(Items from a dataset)
# # # #

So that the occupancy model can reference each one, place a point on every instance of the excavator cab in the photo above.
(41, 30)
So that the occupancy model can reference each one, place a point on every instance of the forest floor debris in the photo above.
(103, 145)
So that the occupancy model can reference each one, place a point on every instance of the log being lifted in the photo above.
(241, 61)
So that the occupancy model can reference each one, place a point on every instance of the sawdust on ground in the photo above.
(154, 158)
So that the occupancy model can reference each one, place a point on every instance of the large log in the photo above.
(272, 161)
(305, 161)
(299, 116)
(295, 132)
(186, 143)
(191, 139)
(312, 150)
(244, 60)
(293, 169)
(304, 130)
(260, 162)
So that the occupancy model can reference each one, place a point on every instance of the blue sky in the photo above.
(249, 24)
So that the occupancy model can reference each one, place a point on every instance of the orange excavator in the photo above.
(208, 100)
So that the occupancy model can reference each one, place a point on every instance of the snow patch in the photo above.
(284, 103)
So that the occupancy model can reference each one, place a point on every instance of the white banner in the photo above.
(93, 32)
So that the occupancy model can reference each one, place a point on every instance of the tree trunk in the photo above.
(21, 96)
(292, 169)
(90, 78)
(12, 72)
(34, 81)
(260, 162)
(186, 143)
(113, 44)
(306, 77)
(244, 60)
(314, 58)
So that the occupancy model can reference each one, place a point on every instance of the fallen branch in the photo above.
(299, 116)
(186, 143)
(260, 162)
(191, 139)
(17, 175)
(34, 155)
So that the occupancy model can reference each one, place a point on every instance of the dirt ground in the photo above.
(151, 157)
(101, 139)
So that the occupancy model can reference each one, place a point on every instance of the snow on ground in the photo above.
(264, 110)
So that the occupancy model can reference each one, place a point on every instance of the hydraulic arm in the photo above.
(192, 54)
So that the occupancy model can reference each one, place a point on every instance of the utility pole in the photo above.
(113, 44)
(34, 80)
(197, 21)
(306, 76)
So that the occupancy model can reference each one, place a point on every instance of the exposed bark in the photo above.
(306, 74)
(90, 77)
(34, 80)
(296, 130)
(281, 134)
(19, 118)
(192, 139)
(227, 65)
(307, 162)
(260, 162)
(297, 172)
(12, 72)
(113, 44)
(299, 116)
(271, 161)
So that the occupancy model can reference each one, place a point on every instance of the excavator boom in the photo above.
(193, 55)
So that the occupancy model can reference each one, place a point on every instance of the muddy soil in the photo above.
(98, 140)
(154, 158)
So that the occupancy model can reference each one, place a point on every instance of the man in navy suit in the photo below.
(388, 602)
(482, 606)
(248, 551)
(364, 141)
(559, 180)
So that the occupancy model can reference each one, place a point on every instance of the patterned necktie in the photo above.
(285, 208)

# # # #

* Written problem: Render the lines from the one containing "snow on ground in the photo above." through the end of the lines above as a JSON list of strings, one string per line, with blank lines left out.

* Task result:
[
  "So that the occupancy model can reference each one, place a point on every instance of the snow on ground in the photo above.",
  "(264, 110)",
  "So that the occupancy model can reference each one, place a point on every instance of the hydraulic arm in the photo above.",
  "(192, 54)",
  "So that the occupancy model can reference each one, place a point on every instance of the utility pole in the photo above.",
  "(113, 44)",
  "(34, 80)",
  "(197, 21)",
  "(306, 76)",
  "So that the occupancy model can reference each one, place a point on every instance of the exposed bark in the photo above.",
  "(306, 74)",
  "(90, 77)",
  "(34, 80)",
  "(296, 130)",
  "(281, 134)",
  "(19, 118)",
  "(192, 139)",
  "(227, 65)",
  "(307, 162)",
  "(260, 162)",
  "(297, 172)",
  "(12, 72)",
  "(113, 44)",
  "(299, 116)",
  "(271, 161)",
  "So that the occupancy model can reference each one, place a point on every instance of the excavator boom in the photo above.",
  "(193, 55)",
  "So that the occupancy model can reference each one, place a point on every instance of the muddy soil in the photo above.",
  "(98, 140)",
  "(154, 158)",
  "So that the occupancy model can reference each one, place a point on every instance of the man in navy suit in the photo below.",
  "(388, 602)",
  "(482, 606)",
  "(248, 551)",
  "(364, 141)",
  "(559, 180)",
  "So that the occupancy model can reference each one, place a point on every instance of the patterned necktie in the photo above.",
  "(285, 208)"
]